### What the exercise asks
Answer these questions about the post on war and Remembrance:
(a) Until about what date does Remembrance run?
(b) Which account does the post suggest following to hear from one last WW2 soldier?
(c) Who wrote the quoted article on historians and the World War One poets, and on what date?

Friday 25 December 2015

the gory of war

If you keep the reality of war out of the minds
of citizens, you'll get little protest.
no death 
no blood
no poetry 


The UK, now that it is no longer in charge of an
empire, is trying in different ways to be a world-
changing power. One way in which it does that
is by choosing certain war-like behaviours, like

1. hanging onto the US coattails against "easy" targets
2. selling armaments to other warlike countries

And number 1 helps number 2. The UK is the top
seller of armaments, I believe.

Unfortunately, the Remembrance policy of the
government helps both of these. Remembrance
runs until about 11 November when we
have ceremonies to remember the war dead.
Unfortunately, the UK uses what Remembrance
is, and avoiding what war is, in order to keep
on a proper war footing. Their behaviour promotes:

1.  be thankful for those who fought to keep the country free
2. ignore the fact that we're throwing more soldiers into
unnecessary wars
3. ignore the fact that we sell weapons to countries that
kill civilians in their own countries and neighbouring
countries
4. death & unnecessary sacrifice of soldiers is always
worth the price, even today
5. war is just a memory, not a gory, messy multi-media
gorefest, otherwise most of us would be disgusted by
the UK's continuing wars

We should be revolted by war. When I was a kid, I felt like
the only person who was revolted by WW1 front-line footage.
People were dying by the tens of thousands every day. It's very
easy to be tricked into thinking it's fake. Watch men die, for
nothing.


[from 2:06 "20 00 British soldiers died on 1st day"]
If we are revolted, viscerally, we'll demand an end to
warlike behaviour.


If you want to hear it from one last WW2 soldier,
follow @harryslaststand. He's still fighting war
propaganda.



checkit: No glory org

How historians today are denying the reality of World War One revealed by the poets
Written by Neil Faulkner on 13 November 2013. Posted in Articles
As the centenary appoaches, historians today are re-writing the story of World War One as a "good war". But the poets had the deeper reality says Neil Faulkner
dead in trenches
As we approach the centenary of the First World War, the war poets are under attack. Military historian Max Hastings explicitly targets 'the poets' view that the war was not worth winning'. Broadcaster Jeremy Paxman contrasts the embittered verse of Wilfred Owen with the willing sacrifice of his own Uncle Charlie, who died at Gallipoli.

### Records provided
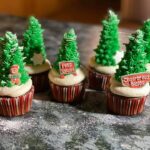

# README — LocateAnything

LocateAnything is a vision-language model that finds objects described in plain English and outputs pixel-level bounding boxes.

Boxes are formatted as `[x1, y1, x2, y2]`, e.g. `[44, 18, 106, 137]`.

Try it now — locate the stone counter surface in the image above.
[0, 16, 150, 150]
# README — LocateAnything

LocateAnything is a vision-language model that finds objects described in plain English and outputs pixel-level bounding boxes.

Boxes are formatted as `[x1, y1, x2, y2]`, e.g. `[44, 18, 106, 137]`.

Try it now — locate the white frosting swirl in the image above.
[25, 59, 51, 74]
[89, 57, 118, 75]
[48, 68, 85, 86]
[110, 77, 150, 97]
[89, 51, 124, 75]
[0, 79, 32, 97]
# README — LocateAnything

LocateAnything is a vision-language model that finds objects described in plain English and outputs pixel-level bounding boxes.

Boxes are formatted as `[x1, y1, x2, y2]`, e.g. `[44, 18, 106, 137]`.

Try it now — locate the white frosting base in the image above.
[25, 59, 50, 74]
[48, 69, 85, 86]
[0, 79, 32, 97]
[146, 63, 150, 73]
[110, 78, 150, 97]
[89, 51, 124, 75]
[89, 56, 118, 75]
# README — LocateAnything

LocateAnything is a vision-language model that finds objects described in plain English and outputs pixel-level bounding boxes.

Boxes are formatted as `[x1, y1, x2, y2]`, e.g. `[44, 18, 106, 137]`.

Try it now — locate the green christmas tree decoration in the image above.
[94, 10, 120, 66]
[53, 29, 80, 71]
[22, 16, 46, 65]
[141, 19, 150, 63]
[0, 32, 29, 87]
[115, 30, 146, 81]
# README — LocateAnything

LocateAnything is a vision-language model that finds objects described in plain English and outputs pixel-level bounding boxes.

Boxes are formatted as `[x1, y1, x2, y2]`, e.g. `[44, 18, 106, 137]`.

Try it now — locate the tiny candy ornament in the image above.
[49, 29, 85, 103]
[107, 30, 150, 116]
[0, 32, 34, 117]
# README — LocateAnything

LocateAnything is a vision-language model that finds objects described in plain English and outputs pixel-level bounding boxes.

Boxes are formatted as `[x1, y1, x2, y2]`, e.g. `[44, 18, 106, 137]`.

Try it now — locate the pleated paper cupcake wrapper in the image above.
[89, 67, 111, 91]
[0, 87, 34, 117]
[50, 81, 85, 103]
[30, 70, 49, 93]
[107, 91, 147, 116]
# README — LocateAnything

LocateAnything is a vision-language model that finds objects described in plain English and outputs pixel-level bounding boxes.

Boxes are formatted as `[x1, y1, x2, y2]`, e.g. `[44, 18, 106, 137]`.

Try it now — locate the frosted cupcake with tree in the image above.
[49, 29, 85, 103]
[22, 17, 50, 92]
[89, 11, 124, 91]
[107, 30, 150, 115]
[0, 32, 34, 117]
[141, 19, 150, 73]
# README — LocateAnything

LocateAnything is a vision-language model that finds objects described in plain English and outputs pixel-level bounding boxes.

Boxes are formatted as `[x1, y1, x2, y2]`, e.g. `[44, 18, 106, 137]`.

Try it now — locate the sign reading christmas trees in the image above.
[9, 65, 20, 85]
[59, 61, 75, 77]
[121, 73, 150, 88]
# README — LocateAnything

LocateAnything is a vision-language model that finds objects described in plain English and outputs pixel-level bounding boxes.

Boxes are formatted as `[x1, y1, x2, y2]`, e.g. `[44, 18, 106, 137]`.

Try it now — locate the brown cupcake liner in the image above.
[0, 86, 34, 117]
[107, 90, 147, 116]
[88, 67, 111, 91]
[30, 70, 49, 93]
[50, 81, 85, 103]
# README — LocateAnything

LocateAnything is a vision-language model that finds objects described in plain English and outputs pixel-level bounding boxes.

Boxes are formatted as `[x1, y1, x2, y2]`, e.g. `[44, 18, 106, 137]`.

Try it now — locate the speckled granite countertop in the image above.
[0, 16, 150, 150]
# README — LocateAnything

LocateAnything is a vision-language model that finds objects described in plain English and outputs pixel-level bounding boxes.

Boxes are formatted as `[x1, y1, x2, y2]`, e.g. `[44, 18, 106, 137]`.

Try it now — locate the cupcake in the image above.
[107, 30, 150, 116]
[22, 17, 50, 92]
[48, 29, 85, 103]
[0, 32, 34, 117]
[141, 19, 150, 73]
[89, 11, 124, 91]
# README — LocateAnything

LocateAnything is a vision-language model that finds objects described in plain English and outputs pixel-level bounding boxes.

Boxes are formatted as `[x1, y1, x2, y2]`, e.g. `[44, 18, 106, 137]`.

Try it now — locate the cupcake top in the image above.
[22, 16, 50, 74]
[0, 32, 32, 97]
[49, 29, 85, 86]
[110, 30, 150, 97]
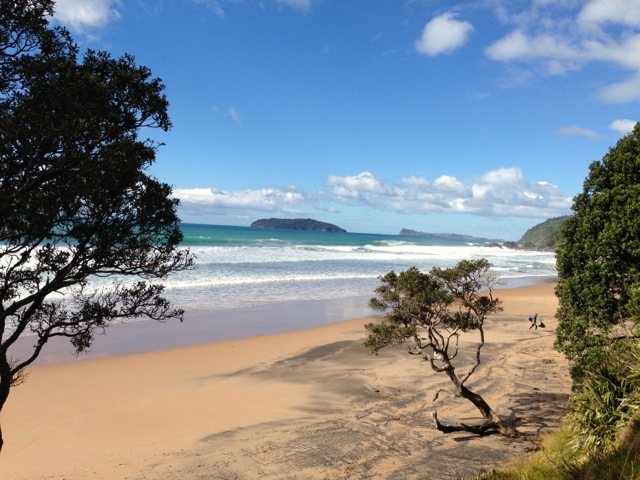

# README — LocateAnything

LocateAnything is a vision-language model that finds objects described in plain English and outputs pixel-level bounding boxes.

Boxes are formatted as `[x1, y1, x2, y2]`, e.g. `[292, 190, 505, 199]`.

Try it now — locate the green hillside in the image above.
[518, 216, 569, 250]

...

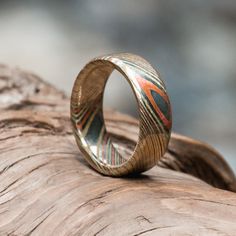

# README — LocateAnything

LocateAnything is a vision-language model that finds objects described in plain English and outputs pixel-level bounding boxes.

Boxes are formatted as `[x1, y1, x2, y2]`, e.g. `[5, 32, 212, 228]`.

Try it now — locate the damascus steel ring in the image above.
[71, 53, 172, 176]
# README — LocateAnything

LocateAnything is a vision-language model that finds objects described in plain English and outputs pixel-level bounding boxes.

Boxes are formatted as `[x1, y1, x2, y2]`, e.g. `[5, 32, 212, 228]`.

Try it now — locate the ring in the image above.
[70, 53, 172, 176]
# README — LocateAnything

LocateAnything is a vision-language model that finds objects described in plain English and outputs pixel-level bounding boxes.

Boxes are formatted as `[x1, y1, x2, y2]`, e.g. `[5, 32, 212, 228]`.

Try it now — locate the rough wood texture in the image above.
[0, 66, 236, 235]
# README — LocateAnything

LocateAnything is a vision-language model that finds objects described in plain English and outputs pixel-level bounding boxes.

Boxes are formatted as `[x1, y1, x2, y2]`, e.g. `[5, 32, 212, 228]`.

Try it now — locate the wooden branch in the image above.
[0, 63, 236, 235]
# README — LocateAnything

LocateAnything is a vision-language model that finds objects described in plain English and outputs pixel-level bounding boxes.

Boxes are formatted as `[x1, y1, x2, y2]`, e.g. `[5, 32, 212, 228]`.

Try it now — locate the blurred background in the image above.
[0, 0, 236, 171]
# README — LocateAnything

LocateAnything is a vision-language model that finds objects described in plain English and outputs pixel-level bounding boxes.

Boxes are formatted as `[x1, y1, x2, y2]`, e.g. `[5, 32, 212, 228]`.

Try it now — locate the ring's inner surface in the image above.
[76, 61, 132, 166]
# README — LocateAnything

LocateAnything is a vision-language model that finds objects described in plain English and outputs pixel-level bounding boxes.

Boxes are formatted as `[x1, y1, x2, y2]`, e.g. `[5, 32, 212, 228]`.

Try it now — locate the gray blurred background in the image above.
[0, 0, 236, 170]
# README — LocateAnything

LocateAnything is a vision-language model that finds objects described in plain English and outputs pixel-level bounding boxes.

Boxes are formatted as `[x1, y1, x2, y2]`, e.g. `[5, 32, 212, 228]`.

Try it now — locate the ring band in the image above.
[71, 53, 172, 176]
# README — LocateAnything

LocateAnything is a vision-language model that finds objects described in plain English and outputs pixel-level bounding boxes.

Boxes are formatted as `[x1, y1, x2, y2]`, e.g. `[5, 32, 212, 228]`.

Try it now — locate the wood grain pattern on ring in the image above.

### Reply
(a) About 11 November.
(b) @harryslaststand.
(c) Neil Faulkner, on 13 November 2013.